### [INFORMATION SUPPLIED]
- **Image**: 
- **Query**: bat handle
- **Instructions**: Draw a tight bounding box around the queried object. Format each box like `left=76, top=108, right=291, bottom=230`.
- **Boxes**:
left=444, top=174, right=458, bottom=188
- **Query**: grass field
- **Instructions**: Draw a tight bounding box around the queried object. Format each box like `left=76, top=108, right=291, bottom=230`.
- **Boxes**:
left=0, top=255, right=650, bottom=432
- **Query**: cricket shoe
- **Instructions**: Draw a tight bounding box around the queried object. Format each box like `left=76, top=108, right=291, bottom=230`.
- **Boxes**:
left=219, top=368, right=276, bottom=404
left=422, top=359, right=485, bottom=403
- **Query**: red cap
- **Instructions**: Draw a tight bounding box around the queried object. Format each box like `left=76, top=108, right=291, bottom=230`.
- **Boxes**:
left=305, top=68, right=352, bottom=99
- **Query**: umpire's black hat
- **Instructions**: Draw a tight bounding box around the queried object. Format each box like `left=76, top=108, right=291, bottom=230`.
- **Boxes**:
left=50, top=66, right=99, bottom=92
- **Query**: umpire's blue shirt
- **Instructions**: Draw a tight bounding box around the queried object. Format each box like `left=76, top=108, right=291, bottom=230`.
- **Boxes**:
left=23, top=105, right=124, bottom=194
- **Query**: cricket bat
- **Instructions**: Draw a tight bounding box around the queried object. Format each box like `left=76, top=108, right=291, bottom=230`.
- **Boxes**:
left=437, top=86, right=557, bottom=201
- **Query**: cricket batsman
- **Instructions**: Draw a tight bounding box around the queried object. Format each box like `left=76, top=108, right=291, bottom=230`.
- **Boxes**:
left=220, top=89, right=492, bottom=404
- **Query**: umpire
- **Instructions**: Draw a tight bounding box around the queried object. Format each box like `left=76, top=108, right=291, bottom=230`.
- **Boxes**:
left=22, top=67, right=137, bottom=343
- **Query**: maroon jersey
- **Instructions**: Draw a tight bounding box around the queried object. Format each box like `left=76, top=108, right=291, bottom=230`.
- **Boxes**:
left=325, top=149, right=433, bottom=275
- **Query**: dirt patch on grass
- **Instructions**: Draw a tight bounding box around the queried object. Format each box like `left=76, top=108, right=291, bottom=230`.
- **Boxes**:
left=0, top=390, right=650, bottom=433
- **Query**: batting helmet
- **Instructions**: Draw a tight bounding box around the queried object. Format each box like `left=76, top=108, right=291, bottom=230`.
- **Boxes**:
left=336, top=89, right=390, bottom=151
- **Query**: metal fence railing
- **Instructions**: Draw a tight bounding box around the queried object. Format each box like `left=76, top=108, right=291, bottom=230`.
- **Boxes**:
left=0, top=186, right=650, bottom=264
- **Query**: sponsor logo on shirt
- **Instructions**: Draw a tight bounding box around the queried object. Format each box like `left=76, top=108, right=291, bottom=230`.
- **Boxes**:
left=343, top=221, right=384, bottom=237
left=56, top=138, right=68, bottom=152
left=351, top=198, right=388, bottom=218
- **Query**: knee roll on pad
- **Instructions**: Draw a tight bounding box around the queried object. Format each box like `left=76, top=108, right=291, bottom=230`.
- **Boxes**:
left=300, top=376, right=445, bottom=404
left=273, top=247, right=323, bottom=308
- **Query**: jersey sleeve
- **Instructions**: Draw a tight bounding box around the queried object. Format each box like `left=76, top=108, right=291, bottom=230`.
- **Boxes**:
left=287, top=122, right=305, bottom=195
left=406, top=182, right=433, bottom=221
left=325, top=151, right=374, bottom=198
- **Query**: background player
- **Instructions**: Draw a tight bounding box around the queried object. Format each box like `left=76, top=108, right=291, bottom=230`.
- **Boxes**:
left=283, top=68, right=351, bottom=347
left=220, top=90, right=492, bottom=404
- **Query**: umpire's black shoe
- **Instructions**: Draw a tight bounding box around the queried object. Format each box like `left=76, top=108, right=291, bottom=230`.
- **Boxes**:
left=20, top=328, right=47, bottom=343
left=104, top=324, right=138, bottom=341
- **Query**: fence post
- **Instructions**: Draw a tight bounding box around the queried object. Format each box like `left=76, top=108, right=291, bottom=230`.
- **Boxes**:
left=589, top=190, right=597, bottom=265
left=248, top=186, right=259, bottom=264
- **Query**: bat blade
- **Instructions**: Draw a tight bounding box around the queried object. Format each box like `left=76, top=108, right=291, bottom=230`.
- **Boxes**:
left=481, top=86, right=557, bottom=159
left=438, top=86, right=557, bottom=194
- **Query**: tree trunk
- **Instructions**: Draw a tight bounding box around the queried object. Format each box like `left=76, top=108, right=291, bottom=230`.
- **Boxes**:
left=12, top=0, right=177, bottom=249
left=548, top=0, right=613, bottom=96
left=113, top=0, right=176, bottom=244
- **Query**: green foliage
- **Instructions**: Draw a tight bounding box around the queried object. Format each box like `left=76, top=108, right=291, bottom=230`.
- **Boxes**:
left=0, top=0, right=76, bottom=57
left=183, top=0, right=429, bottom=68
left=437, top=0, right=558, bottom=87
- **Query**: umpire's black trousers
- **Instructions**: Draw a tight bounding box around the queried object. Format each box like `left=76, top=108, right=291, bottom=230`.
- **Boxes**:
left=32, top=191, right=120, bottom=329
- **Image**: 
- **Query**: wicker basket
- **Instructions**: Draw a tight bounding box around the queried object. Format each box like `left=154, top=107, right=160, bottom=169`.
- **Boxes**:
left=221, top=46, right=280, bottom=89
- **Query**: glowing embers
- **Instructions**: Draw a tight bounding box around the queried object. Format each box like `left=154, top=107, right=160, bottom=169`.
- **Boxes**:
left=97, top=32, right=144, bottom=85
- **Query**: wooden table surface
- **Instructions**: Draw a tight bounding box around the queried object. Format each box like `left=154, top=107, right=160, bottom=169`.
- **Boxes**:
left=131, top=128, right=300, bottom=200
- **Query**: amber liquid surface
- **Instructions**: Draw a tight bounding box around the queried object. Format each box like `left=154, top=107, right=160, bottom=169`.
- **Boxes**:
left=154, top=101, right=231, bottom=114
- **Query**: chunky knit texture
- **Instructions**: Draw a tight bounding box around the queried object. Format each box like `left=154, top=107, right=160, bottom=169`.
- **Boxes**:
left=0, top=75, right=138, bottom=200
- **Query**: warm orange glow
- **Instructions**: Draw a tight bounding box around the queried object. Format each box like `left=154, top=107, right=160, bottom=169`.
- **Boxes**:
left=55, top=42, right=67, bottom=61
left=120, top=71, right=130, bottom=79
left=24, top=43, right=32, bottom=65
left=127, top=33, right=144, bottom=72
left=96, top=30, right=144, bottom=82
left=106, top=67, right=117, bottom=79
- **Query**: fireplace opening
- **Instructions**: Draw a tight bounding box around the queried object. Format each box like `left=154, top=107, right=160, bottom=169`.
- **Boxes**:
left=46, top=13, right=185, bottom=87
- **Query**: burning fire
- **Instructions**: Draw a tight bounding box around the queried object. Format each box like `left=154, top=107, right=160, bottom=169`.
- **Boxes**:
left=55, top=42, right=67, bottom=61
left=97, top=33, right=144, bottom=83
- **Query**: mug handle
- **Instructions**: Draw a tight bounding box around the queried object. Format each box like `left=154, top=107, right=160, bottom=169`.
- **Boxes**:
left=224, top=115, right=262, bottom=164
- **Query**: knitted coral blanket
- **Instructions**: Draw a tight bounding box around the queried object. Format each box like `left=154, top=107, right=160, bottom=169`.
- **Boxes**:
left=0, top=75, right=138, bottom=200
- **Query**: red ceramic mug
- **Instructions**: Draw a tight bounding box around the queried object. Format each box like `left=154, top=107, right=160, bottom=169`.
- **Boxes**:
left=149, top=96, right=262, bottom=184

### [TASK TO CARRY OUT]
Extract every line of the items above and reproduce each one character for character, in the same order.

### [RESULT FOR THIS EXERCISE]
- **Image**: 
- **Query**: bat handle
- **Instructions**: Draw a tight bounding box around the queried object. Format each box like `left=76, top=108, right=291, bottom=230`.
- **Boxes**:
left=444, top=174, right=458, bottom=188
- **Query**: grass field
- **Instructions**: Draw a tight bounding box around the queried object. Format each box like `left=76, top=108, right=291, bottom=230`.
- **Boxes**:
left=0, top=255, right=650, bottom=432
- **Query**: cricket shoe
- **Instructions**: Draw a tight bounding box around the queried object. Format each box like `left=76, top=108, right=291, bottom=230`.
- **Boxes**:
left=219, top=368, right=276, bottom=404
left=422, top=359, right=485, bottom=403
- **Query**: red cap
- **Instructions**: Draw a tight bounding box around the queried object. Format each box like `left=76, top=108, right=291, bottom=230`.
- **Boxes**:
left=305, top=68, right=352, bottom=99
- **Query**: umpire's black hat
- **Instructions**: Draw a tight bounding box around the queried object. Format each box like `left=76, top=108, right=291, bottom=230`.
- **Boxes**:
left=50, top=66, right=99, bottom=92
- **Query**: umpire's blue shirt
- **Instructions**: Draw a tight bounding box around the queried object. Format each box like `left=76, top=108, right=291, bottom=230`.
- **Boxes**:
left=23, top=105, right=124, bottom=194
- **Query**: cricket bat
- **Instructions**: Draw a tight bounding box around the queried object. Format each box like `left=76, top=108, right=291, bottom=230`.
- **Boxes**:
left=437, top=86, right=557, bottom=201
- **Query**: cricket batsman
- **Instructions**: Draw a tight bounding box around the queried object. Format each box like `left=76, top=108, right=291, bottom=230`.
- **Boxes**:
left=220, top=89, right=492, bottom=404
- **Query**: umpire
- **Instructions**: Draw a tight bounding box around the queried object. Format each box like `left=76, top=108, right=291, bottom=230`.
- **Boxes**:
left=22, top=67, right=137, bottom=343
- **Query**: maroon jersey
- **Instructions**: Draw a tight bounding box around the queried object. Format each box like `left=76, top=108, right=291, bottom=230`.
- **Boxes**:
left=325, top=149, right=433, bottom=275
- **Query**: dirt patch on grass
- **Instructions**: Draw a tight bounding box around the queried object. Format each box like `left=76, top=108, right=291, bottom=230`.
- **Boxes**:
left=0, top=390, right=650, bottom=433
- **Query**: batting helmet
- **Instructions**: Draw a tight bounding box around the queried object. Format each box like `left=76, top=108, right=291, bottom=230`.
- **Boxes**:
left=336, top=89, right=390, bottom=151
- **Query**: metal fence railing
- **Instructions**: Draw a tight bounding box around the queried object. Format each box like `left=76, top=108, right=291, bottom=230`.
- **Boxes**:
left=0, top=186, right=650, bottom=264
- **Query**: sponsor logo on shirt
- **Instructions**: Draw a tight bounding box around the queried object. Format each box like `left=76, top=108, right=291, bottom=230`.
- **Boxes**:
left=343, top=221, right=384, bottom=237
left=56, top=138, right=68, bottom=152
left=351, top=198, right=388, bottom=218
- **Query**: knee roll on pad
- **Instructions**: Draw a tight bounding box around the queried object. Format each box like `left=76, top=108, right=291, bottom=230`.
- **Boxes**:
left=300, top=376, right=445, bottom=404
left=273, top=247, right=323, bottom=308
- **Query**: jersey sleeve
- **Instructions**: Draw a tight bounding box around the queried object. Format each box like `left=76, top=108, right=291, bottom=230`.
- **Boxes**:
left=287, top=122, right=305, bottom=195
left=406, top=182, right=433, bottom=221
left=325, top=151, right=374, bottom=198
- **Query**: background player
- **Instructions**: Draw a tight bounding box around the queried object. Format each box like `left=76, top=108, right=291, bottom=230`.
- **Boxes**:
left=283, top=68, right=351, bottom=347
left=220, top=90, right=492, bottom=404
- **Query**: umpire's black shoe
- **Instructions**: Draw a tight bounding box around the queried object. Format each box like `left=76, top=108, right=291, bottom=230`.
- **Boxes**:
left=20, top=328, right=47, bottom=343
left=104, top=324, right=138, bottom=341
- **Query**: fence post
- **Instructions**: Draw a tight bounding box around the queried object. Format each box like `left=76, top=108, right=291, bottom=230`.
- **Boxes**:
left=589, top=190, right=597, bottom=265
left=248, top=186, right=259, bottom=264
- **Query**: bat blade
- **Instructions**: Draw a tight bounding box around the queried object. Format each box like `left=76, top=108, right=291, bottom=230`.
- **Boxes**:
left=481, top=86, right=557, bottom=159
left=438, top=86, right=557, bottom=194
- **Query**: tree trunk
- **Instructions**: Draw a tight bounding box around the queried object. Format each box like `left=76, top=108, right=291, bottom=230`.
- **Boxes**:
left=12, top=0, right=177, bottom=249
left=548, top=0, right=613, bottom=96
left=113, top=0, right=176, bottom=244
- **Query**: green foliage
- **Instructions**: Draw a tight bounding box around the queried object. Format each box like `left=76, top=108, right=291, bottom=230`.
- **Boxes**:
left=0, top=0, right=76, bottom=57
left=183, top=0, right=429, bottom=68
left=437, top=0, right=558, bottom=87
- **Query**: umpire's black trousers
- **Instructions**: Draw a tight bounding box around the queried object. Format each box like `left=76, top=108, right=291, bottom=230`.
- **Boxes**:
left=32, top=191, right=120, bottom=329
- **Image**: 
- **Query**: wicker basket
- **Instructions**: Draw a tight bounding box around the queried object. Format each box like `left=154, top=107, right=160, bottom=169`.
- **Boxes**:
left=221, top=46, right=280, bottom=89
- **Query**: glowing embers
- **Instructions**: Draw a tight bounding box around the queried object. Format each box like `left=154, top=107, right=160, bottom=169`.
- **Boxes**:
left=97, top=32, right=144, bottom=85
- **Query**: wooden table surface
- **Instructions**: Draw a tight bounding box around the queried object. Format each box like `left=154, top=107, right=160, bottom=169`.
- **Boxes**:
left=131, top=128, right=300, bottom=200
- **Query**: amber liquid surface
- **Instructions**: Draw a tight bounding box around the queried object. Format each box like `left=154, top=107, right=160, bottom=169`.
- **Boxes**:
left=154, top=101, right=231, bottom=114
- **Query**: chunky knit texture
- **Instructions**: Draw a tight bounding box around the queried object. Format each box like `left=154, top=107, right=160, bottom=169`.
- **Boxes**:
left=0, top=75, right=138, bottom=200
- **Query**: warm orange glow
- **Instructions**: Draw a tight bounding box around the queried object. Format each box like `left=154, top=107, right=160, bottom=169`.
- **Boxes**:
left=55, top=42, right=67, bottom=61
left=120, top=71, right=130, bottom=79
left=24, top=43, right=32, bottom=65
left=127, top=33, right=144, bottom=72
left=96, top=30, right=144, bottom=82
left=106, top=67, right=117, bottom=79
- **Query**: fireplace opening
- **Instructions**: Draw a tight bounding box around the queried object. Format each box like `left=154, top=107, right=160, bottom=169`.
- **Boxes**:
left=46, top=13, right=185, bottom=87
- **Query**: burning fire
- **Instructions**: Draw a tight bounding box around the queried object. Format each box like `left=154, top=107, right=160, bottom=169`.
- **Boxes**:
left=55, top=42, right=67, bottom=61
left=97, top=33, right=144, bottom=83
- **Query**: mug handle
- **Instructions**: Draw a tight bounding box around the queried object. Format each box like `left=154, top=107, right=160, bottom=169`.
- **Boxes**:
left=224, top=115, right=262, bottom=164
- **Query**: knitted coral blanket
- **Instructions**: Draw a tight bounding box around the queried object. Format each box like `left=154, top=107, right=160, bottom=169`.
- **Boxes**:
left=0, top=75, right=138, bottom=200
- **Query**: red ceramic mug
- **Instructions**: Draw a tight bounding box around the queried object. Format each box like `left=154, top=107, right=160, bottom=169`.
- **Boxes**:
left=149, top=96, right=262, bottom=184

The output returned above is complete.